▶ _MATERIAL FOR THE TASK_:
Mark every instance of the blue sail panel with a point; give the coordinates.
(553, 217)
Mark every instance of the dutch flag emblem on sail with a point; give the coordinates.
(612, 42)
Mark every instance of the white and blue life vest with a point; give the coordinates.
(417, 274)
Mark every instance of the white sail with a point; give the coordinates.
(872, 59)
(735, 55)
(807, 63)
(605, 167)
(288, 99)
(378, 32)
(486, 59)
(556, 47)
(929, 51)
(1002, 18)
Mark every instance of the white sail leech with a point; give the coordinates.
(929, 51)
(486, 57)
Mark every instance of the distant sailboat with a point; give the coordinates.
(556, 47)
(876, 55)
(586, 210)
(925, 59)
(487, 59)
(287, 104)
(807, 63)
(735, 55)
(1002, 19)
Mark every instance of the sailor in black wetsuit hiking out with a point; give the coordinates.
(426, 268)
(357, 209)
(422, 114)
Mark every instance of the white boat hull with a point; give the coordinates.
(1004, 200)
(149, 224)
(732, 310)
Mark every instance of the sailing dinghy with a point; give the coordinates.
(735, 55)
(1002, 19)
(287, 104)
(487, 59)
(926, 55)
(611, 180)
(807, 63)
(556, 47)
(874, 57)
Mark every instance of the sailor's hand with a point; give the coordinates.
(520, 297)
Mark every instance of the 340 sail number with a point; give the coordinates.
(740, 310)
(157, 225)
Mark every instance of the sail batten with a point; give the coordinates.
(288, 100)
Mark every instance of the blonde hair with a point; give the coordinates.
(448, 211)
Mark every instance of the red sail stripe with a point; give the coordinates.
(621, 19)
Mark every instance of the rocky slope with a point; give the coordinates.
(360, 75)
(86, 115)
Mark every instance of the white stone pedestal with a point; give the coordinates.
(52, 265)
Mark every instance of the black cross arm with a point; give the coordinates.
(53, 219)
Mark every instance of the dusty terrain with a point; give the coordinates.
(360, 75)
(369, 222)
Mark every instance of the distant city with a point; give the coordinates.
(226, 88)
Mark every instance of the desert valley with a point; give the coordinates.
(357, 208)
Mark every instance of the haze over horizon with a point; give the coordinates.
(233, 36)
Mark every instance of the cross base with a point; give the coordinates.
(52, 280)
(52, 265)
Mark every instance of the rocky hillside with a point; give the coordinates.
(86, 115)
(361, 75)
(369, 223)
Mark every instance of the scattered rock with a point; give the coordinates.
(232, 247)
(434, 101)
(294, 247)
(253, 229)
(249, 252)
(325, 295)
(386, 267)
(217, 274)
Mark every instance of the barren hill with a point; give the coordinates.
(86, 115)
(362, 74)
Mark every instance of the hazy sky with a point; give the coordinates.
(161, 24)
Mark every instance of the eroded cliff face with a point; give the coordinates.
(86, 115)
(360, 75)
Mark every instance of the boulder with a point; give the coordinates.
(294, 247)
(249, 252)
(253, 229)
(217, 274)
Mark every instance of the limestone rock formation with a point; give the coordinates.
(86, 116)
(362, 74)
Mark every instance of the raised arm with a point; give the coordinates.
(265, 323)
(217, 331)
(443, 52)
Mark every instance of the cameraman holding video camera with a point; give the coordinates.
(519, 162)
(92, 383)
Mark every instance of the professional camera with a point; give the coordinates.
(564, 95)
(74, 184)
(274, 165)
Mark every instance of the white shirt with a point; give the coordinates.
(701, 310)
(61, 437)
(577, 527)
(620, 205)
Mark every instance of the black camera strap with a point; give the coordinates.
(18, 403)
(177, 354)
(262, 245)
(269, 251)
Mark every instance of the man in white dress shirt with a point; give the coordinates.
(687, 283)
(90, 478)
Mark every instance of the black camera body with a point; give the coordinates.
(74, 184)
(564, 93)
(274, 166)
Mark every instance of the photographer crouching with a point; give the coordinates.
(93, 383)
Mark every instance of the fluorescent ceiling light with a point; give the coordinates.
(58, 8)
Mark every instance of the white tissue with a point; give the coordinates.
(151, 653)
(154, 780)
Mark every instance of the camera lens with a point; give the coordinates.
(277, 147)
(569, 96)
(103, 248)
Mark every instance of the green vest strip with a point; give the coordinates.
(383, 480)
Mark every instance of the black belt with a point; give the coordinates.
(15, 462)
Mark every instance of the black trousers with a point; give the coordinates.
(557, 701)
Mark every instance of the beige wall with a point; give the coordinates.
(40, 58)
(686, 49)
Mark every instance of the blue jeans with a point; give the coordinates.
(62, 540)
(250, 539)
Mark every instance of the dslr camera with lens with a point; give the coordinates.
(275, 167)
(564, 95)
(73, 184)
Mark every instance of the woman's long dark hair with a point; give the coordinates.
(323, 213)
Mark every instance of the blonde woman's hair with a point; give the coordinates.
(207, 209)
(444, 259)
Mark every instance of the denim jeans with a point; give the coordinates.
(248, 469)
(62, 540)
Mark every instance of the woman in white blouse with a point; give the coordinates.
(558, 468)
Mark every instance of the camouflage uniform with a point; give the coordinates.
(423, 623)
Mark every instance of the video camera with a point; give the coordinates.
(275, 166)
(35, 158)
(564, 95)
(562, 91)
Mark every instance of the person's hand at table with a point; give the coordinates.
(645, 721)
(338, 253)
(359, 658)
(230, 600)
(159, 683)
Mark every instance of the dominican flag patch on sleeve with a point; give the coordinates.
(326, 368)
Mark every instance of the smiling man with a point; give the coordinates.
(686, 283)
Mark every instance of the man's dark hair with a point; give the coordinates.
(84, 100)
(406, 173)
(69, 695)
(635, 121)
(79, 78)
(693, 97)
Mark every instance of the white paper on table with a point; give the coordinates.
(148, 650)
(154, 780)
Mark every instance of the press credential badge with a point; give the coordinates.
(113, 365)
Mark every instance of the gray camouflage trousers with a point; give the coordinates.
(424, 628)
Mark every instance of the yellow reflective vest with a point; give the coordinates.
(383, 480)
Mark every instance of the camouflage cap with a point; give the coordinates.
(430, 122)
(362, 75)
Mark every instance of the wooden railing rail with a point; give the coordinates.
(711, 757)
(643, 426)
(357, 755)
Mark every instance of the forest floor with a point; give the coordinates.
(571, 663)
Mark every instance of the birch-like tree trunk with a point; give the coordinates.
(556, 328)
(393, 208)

▶ _WORK ITEM_: The listing above must be written out again in its entirety, exactly as given.

▶ _REPLY TO THE TASK_:
Mark every instance of the blue sail panel with a point; give the coordinates.
(553, 217)
Mark every instance of the dutch flag emblem on sail with a point; give the coordinates.
(612, 42)
Mark every instance of the white and blue life vest with a point; give the coordinates.
(417, 274)
Mark every instance of the white sail with a point; give the coordinates.
(872, 59)
(735, 55)
(807, 63)
(605, 167)
(288, 99)
(378, 32)
(486, 59)
(556, 47)
(929, 51)
(1002, 18)
Mark every instance of the white sail leech with a point; give the coordinates.
(929, 51)
(486, 57)
Mark every instance of the distant sailboat with a point; give the coordinates.
(556, 47)
(876, 55)
(586, 210)
(925, 59)
(487, 59)
(287, 104)
(807, 63)
(735, 55)
(1002, 19)
Mark every instance of the sailor in black wetsuit hiking out with a point; give the coordinates.
(426, 268)
(357, 209)
(422, 114)
Mark every instance of the white boat hull with a point; give the coordinates.
(1004, 200)
(149, 224)
(732, 310)
Mark every instance of the sailing dinghy with a point; give the coordinates.
(735, 55)
(1002, 19)
(287, 104)
(487, 59)
(926, 55)
(611, 180)
(807, 63)
(556, 47)
(874, 57)
Mark every instance of the sailor's hand with a point; give the coordinates.
(520, 297)
Mark every instance of the 340 sail number with a point; give the coordinates.
(740, 310)
(157, 225)
Mark every instance of the sail batten with a point; give the coordinates.
(288, 100)
Mark every instance of the blonde hair with a point; give the coordinates.
(448, 211)
Mark every instance of the red sail stripe with a point; give the coordinates.
(621, 19)
Mark every instance of the rocky slope with a point; give the coordinates.
(360, 75)
(86, 115)
Mark every instance of the white stone pedestal with a point; give the coordinates.
(52, 265)
Mark every instance of the black cross arm with a point; give the coordinates.
(53, 219)
Mark every instance of the dusty terrain with a point; give the coordinates.
(360, 75)
(369, 222)
Mark every instance of the distant city with a point; give the coordinates.
(226, 88)
Mark every instance of the desert valley with a point; give the coordinates.
(357, 208)
Mark every instance of the haze over horizon with a point; give the coordinates.
(233, 36)
Mark every instance of the cross base with a point; give the coordinates.
(52, 280)
(52, 265)
Mark every instance of the rocky hillside with a point; give the coordinates.
(86, 115)
(361, 75)
(369, 223)
Mark every instance of the scattered rock with a point; give the coordinates.
(232, 247)
(434, 101)
(294, 247)
(253, 229)
(249, 252)
(325, 295)
(386, 267)
(217, 274)
Mark every instance of the barren hill with a point; give the coordinates.
(86, 115)
(362, 74)
Mark every instance of the hazy sky with a point; give the coordinates.
(161, 24)
Mark every instance of the eroded cliff face with a point; give the coordinates.
(86, 115)
(360, 75)
Mark every instance of the boulder with a point; give the coordinates.
(294, 247)
(249, 252)
(253, 229)
(217, 274)
Mark every instance of the limestone rock formation with a point; give the coordinates.
(86, 116)
(362, 74)
Mark every instance of the raised arm with a point; give the coordinates.
(265, 323)
(217, 331)
(443, 52)
Mark every instance of the cameraman holding video camera with a point; give the coordinates.
(519, 162)
(92, 383)
Mark every instance of the professional camera with a point; give the coordinates.
(564, 95)
(74, 184)
(274, 165)
Mark every instance of the white shirt with a point; give the coordinates.
(701, 310)
(61, 437)
(577, 527)
(620, 205)
Mark every instance of the black camera strap with a point; give the coordinates.
(18, 403)
(177, 354)
(262, 245)
(269, 251)
Mark every instance of the man in white dress shirt with a point; give the coordinates.
(687, 283)
(90, 478)
Mark every instance of the black camera body with a point; give the coordinates.
(74, 184)
(564, 93)
(274, 166)
Mark every instance of the photographer crouching with a point; give the coordinates.
(93, 383)
Mark every instance of the fluorescent ceiling light with a point; give the coordinates.
(58, 8)
Mark every instance of the white tissue with a point; give the coordinates.
(151, 653)
(154, 780)
Mark every instance of the camera lens with a point; give the coordinates.
(277, 147)
(569, 96)
(103, 248)
Mark every instance of the green vest strip with a point; give the coordinates.
(383, 480)
Mark every instance of the black belt with a point; give the coordinates.
(15, 462)
Mark every instance of the black trousers with a point; give the coordinates.
(557, 701)
Mark every instance of the beige wall with a point; give the coordinates.
(40, 58)
(686, 49)
Mark every instance of the blue jeans with a point; give the coordinates.
(62, 540)
(250, 539)
Mark every instance of the dslr camera with lens with a point; give the coordinates.
(275, 167)
(564, 95)
(73, 184)
Mark every instance of the woman's long dark hair with a point; give the coordinates.
(323, 213)
Mark every instance of the blonde woman's hair with a point; give the coordinates.
(207, 209)
(444, 259)
Mark every instance of the denim jeans with a point; give the coordinates.
(248, 469)
(62, 540)
Mark every instance of the woman in white blouse with a point; give the coordinates.
(558, 468)
Mark every instance of the camouflage uniform with a point; give the coordinates.
(423, 623)
Mark every instance of the video camera with a point; give the coordinates.
(275, 166)
(35, 158)
(564, 95)
(562, 91)
Mark every instance of the person's hand at table with a point; give the coordinates.
(645, 721)
(338, 253)
(359, 658)
(230, 600)
(159, 683)
Mark every instance of the dominican flag patch on sleeve with a point; give the coordinates.
(326, 368)
Mark every instance of the smiling man with a point; give the coordinates.
(686, 283)
Mark every instance of the man's dark hair with a point; give the coordinates.
(84, 100)
(406, 173)
(69, 695)
(635, 121)
(79, 78)
(693, 97)
Mark every instance of the white paper on table with a point; give the coordinates.
(148, 650)
(154, 780)
Mark every instance of the press credential badge with a point; give the coordinates.
(113, 365)
Mark every instance of the gray camouflage trousers with a point; give the coordinates.
(424, 628)
Mark every instance of the yellow reflective vest with a point; give the coordinates.
(383, 480)
Mark every instance of the camouflage cap with a point; give the coordinates.
(430, 122)
(362, 75)
Mark every instance of the wooden railing rail with a point; give the coordinates.
(711, 757)
(643, 426)
(357, 755)
Mark every instance of the forest floor with a point; give the coordinates.
(571, 663)
Mark every instance of the birch-like tree trunk with a point; give the coordinates.
(556, 328)
(393, 208)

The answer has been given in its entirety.